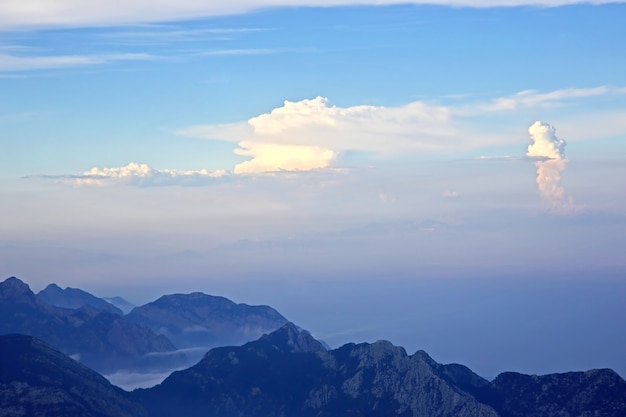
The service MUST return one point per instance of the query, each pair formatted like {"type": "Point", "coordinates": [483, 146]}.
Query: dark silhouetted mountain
{"type": "Point", "coordinates": [595, 393]}
{"type": "Point", "coordinates": [120, 303]}
{"type": "Point", "coordinates": [201, 320]}
{"type": "Point", "coordinates": [102, 340]}
{"type": "Point", "coordinates": [75, 298]}
{"type": "Point", "coordinates": [37, 380]}
{"type": "Point", "coordinates": [288, 373]}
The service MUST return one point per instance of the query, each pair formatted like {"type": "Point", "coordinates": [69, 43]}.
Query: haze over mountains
{"type": "Point", "coordinates": [282, 371]}
{"type": "Point", "coordinates": [288, 373]}
{"type": "Point", "coordinates": [98, 334]}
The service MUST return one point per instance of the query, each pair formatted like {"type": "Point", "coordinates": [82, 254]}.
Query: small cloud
{"type": "Point", "coordinates": [274, 157]}
{"type": "Point", "coordinates": [138, 175]}
{"type": "Point", "coordinates": [549, 153]}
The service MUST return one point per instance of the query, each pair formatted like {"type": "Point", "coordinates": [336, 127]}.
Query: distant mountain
{"type": "Point", "coordinates": [102, 340]}
{"type": "Point", "coordinates": [120, 303]}
{"type": "Point", "coordinates": [290, 374]}
{"type": "Point", "coordinates": [75, 298]}
{"type": "Point", "coordinates": [599, 392]}
{"type": "Point", "coordinates": [37, 380]}
{"type": "Point", "coordinates": [201, 320]}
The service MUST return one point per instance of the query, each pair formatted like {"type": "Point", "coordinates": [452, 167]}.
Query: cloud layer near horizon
{"type": "Point", "coordinates": [42, 13]}
{"type": "Point", "coordinates": [312, 134]}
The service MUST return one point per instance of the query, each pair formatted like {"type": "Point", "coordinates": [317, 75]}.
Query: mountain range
{"type": "Point", "coordinates": [283, 372]}
{"type": "Point", "coordinates": [290, 374]}
{"type": "Point", "coordinates": [100, 336]}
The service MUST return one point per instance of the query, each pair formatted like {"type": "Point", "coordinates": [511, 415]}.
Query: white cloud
{"type": "Point", "coordinates": [18, 13]}
{"type": "Point", "coordinates": [313, 122]}
{"type": "Point", "coordinates": [139, 175]}
{"type": "Point", "coordinates": [25, 63]}
{"type": "Point", "coordinates": [550, 151]}
{"type": "Point", "coordinates": [273, 157]}
{"type": "Point", "coordinates": [416, 127]}
{"type": "Point", "coordinates": [544, 142]}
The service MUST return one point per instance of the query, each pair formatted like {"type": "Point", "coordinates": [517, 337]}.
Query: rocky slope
{"type": "Point", "coordinates": [290, 374]}
{"type": "Point", "coordinates": [201, 320]}
{"type": "Point", "coordinates": [103, 341]}
{"type": "Point", "coordinates": [74, 298]}
{"type": "Point", "coordinates": [37, 380]}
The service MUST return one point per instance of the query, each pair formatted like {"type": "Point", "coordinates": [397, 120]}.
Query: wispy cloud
{"type": "Point", "coordinates": [138, 175]}
{"type": "Point", "coordinates": [235, 52]}
{"type": "Point", "coordinates": [165, 35]}
{"type": "Point", "coordinates": [532, 98]}
{"type": "Point", "coordinates": [29, 63]}
{"type": "Point", "coordinates": [38, 13]}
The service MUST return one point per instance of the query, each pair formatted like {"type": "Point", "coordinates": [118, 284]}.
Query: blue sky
{"type": "Point", "coordinates": [280, 153]}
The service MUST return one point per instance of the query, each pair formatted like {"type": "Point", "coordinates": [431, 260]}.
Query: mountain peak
{"type": "Point", "coordinates": [291, 338]}
{"type": "Point", "coordinates": [14, 288]}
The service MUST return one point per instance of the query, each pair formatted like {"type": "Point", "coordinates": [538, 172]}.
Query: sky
{"type": "Point", "coordinates": [447, 175]}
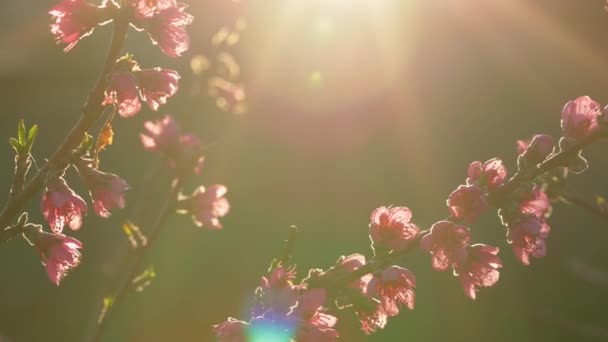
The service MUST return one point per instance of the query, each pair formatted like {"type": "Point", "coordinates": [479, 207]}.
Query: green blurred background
{"type": "Point", "coordinates": [352, 105]}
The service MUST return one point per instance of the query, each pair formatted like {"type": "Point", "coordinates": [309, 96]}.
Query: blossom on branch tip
{"type": "Point", "coordinates": [58, 253]}
{"type": "Point", "coordinates": [528, 235]}
{"type": "Point", "coordinates": [123, 92]}
{"type": "Point", "coordinates": [580, 118]}
{"type": "Point", "coordinates": [490, 174]}
{"type": "Point", "coordinates": [147, 8]}
{"type": "Point", "coordinates": [154, 86]}
{"type": "Point", "coordinates": [467, 203]}
{"type": "Point", "coordinates": [206, 206]}
{"type": "Point", "coordinates": [166, 27]}
{"type": "Point", "coordinates": [76, 19]}
{"type": "Point", "coordinates": [536, 150]}
{"type": "Point", "coordinates": [372, 318]}
{"type": "Point", "coordinates": [447, 242]}
{"type": "Point", "coordinates": [394, 287]}
{"type": "Point", "coordinates": [107, 190]}
{"type": "Point", "coordinates": [351, 263]}
{"type": "Point", "coordinates": [480, 269]}
{"type": "Point", "coordinates": [60, 205]}
{"type": "Point", "coordinates": [391, 227]}
{"type": "Point", "coordinates": [536, 203]}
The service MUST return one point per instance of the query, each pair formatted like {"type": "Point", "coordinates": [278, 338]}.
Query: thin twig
{"type": "Point", "coordinates": [139, 257]}
{"type": "Point", "coordinates": [91, 111]}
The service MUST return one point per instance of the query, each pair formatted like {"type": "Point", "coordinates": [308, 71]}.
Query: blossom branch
{"type": "Point", "coordinates": [92, 110]}
{"type": "Point", "coordinates": [558, 159]}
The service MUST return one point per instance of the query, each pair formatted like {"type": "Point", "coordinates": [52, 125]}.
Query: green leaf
{"type": "Point", "coordinates": [21, 133]}
{"type": "Point", "coordinates": [31, 137]}
{"type": "Point", "coordinates": [15, 143]}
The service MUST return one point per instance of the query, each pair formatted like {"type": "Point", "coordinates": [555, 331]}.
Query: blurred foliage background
{"type": "Point", "coordinates": [351, 105]}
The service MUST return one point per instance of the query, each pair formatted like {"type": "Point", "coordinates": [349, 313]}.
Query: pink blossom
{"type": "Point", "coordinates": [156, 85]}
{"type": "Point", "coordinates": [59, 253]}
{"type": "Point", "coordinates": [528, 235]}
{"type": "Point", "coordinates": [492, 173]}
{"type": "Point", "coordinates": [208, 205]}
{"type": "Point", "coordinates": [147, 8]}
{"type": "Point", "coordinates": [161, 136]}
{"type": "Point", "coordinates": [167, 28]}
{"type": "Point", "coordinates": [536, 150]}
{"type": "Point", "coordinates": [153, 85]}
{"type": "Point", "coordinates": [480, 269]}
{"type": "Point", "coordinates": [232, 330]}
{"type": "Point", "coordinates": [391, 227]}
{"type": "Point", "coordinates": [318, 328]}
{"type": "Point", "coordinates": [60, 205]}
{"type": "Point", "coordinates": [314, 324]}
{"type": "Point", "coordinates": [395, 287]}
{"type": "Point", "coordinates": [580, 118]}
{"type": "Point", "coordinates": [447, 243]}
{"type": "Point", "coordinates": [351, 263]}
{"type": "Point", "coordinates": [536, 203]}
{"type": "Point", "coordinates": [467, 203]}
{"type": "Point", "coordinates": [371, 318]}
{"type": "Point", "coordinates": [122, 91]}
{"type": "Point", "coordinates": [107, 190]}
{"type": "Point", "coordinates": [76, 19]}
{"type": "Point", "coordinates": [277, 294]}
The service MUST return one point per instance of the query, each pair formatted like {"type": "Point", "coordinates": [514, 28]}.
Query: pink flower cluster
{"type": "Point", "coordinates": [154, 86]}
{"type": "Point", "coordinates": [165, 21]}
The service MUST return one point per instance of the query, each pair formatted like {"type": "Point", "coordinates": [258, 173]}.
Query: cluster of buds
{"type": "Point", "coordinates": [165, 21]}
{"type": "Point", "coordinates": [127, 86]}
{"type": "Point", "coordinates": [379, 288]}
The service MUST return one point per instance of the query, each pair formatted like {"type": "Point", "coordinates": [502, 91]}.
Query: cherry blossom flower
{"type": "Point", "coordinates": [207, 206]}
{"type": "Point", "coordinates": [372, 318]}
{"type": "Point", "coordinates": [490, 174]}
{"type": "Point", "coordinates": [60, 205]}
{"type": "Point", "coordinates": [156, 85]}
{"type": "Point", "coordinates": [394, 287]}
{"type": "Point", "coordinates": [580, 118]}
{"type": "Point", "coordinates": [123, 92]}
{"type": "Point", "coordinates": [59, 253]}
{"type": "Point", "coordinates": [147, 8]}
{"type": "Point", "coordinates": [351, 263]}
{"type": "Point", "coordinates": [536, 203]}
{"type": "Point", "coordinates": [314, 324]}
{"type": "Point", "coordinates": [318, 328]}
{"type": "Point", "coordinates": [480, 269]}
{"type": "Point", "coordinates": [528, 235]}
{"type": "Point", "coordinates": [391, 227]}
{"type": "Point", "coordinates": [153, 85]}
{"type": "Point", "coordinates": [107, 190]}
{"type": "Point", "coordinates": [467, 203]}
{"type": "Point", "coordinates": [447, 243]}
{"type": "Point", "coordinates": [76, 19]}
{"type": "Point", "coordinates": [166, 27]}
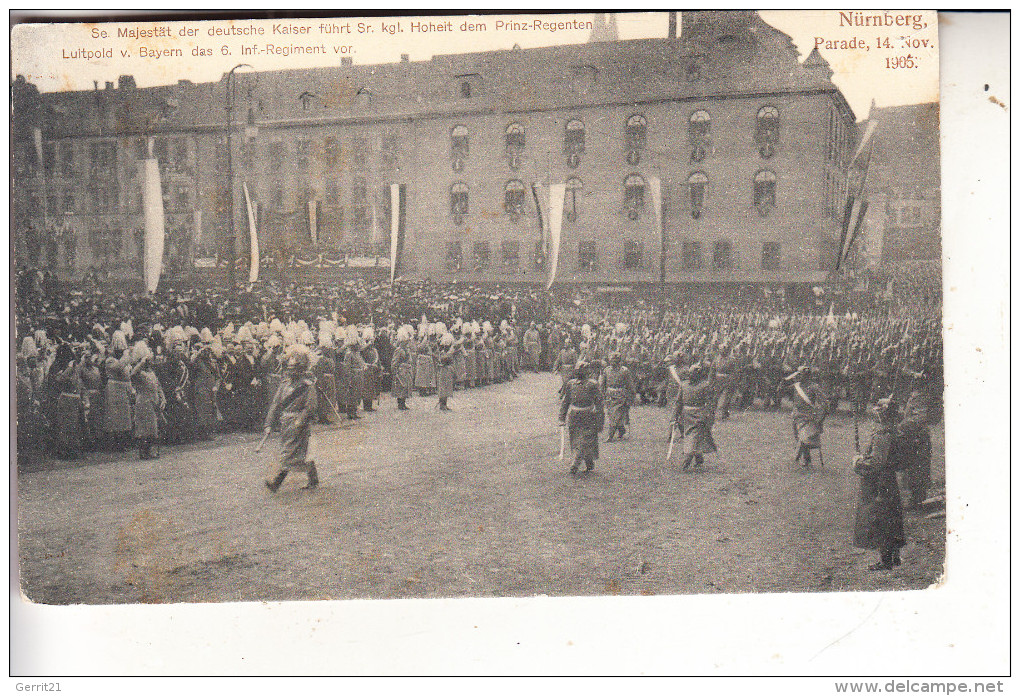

■ Task to complete
Count the lines of the items above that contain the word "cluster", and reply with only that number.

■ Solution for this problem
2